SET TASK A:
Copy out all the stored records below, requests included. Shift every coordinate in the answers up by 38, and leave the requests and their sample points unchanged.

DOCUMENT SECTION:
Statistical Correlations between Power Generator Complexes, and Average Retail Rates (w/ EIA Data: 2023-2024)

3/7/2025

I posted an abbreviated summary about this on LinkedIn recently: https://www.linkedin.com/feed/update/urn:li:activity:7300893825512755200/. So here is a more elaborate dissection of the “fun” I had with some numbers available via the EIA.

Yea… I know: 🤓🤓🤓… 🤷🏽‍♂️ 

I’ll reiterate the question that I was hoping to answer: can we discern any notable relationship between different, grid-based, energy technologies; and our electricity costs across the US?  Again - we’ve all heard plenty of opinions, conjecture, and hearsay on this topic.  And I’ve reviewed some analytical evaluations that examine these energy costs by source.  But I can’t say that I’ve seen any statistical approaches to this question. 

Using a 12-month snapshot from October 2023 through September 2024 (since this window provides the most recent, aggregated outputs of all pertinent generator assemblies on the US grid) – I collected power outputs (in GWh/year) from all operating generators (coal, natural gas, nuclear, conventional hydro, wind, solar, biomass geothermal, PSH, and even BTM solar!) by state; total, state-by-state power generation and electricity sales; and average, retail electricity prices by state.  Are there any correlations between these disparate generators, and average retail pricing on a nationwide scale?

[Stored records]
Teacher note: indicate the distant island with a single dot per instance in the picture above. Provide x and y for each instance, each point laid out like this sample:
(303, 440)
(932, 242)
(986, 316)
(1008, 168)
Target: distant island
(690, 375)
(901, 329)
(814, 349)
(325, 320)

SET TASK B:
In the post on power generators and retail electricity rates, rename "generators" to "power plants" and write out everything from "Using a 12-month" down to "a nationwide scale?".

CORRECT RESPONSE A:
Teacher note: indicate the distant island with a single dot per instance in the picture above. Provide x and y for each instance, each point laid out like this sample:
(303, 440)
(932, 242)
(986, 316)
(1008, 168)
Target: distant island
(728, 413)
(939, 367)
(852, 387)
(363, 358)

CORRECT RESPONSE B:
Using a 12-month snapshot from October 2023 through September 2024 (since this window provides the most recent, aggregated outputs of all pertinent generator assemblies on the US grid) – I collected power outputs (in GWh/year) from all operating power plants (coal, natural gas, nuclear, conventional hydro, wind, solar, biomass geothermal, PSH, and even BTM solar!) by state; total, state-by-state power generation and electricity sales; and average, retail electricity prices by state.  Are there any correlations between these disparate power plants, and average retail pricing on a nationwide scale?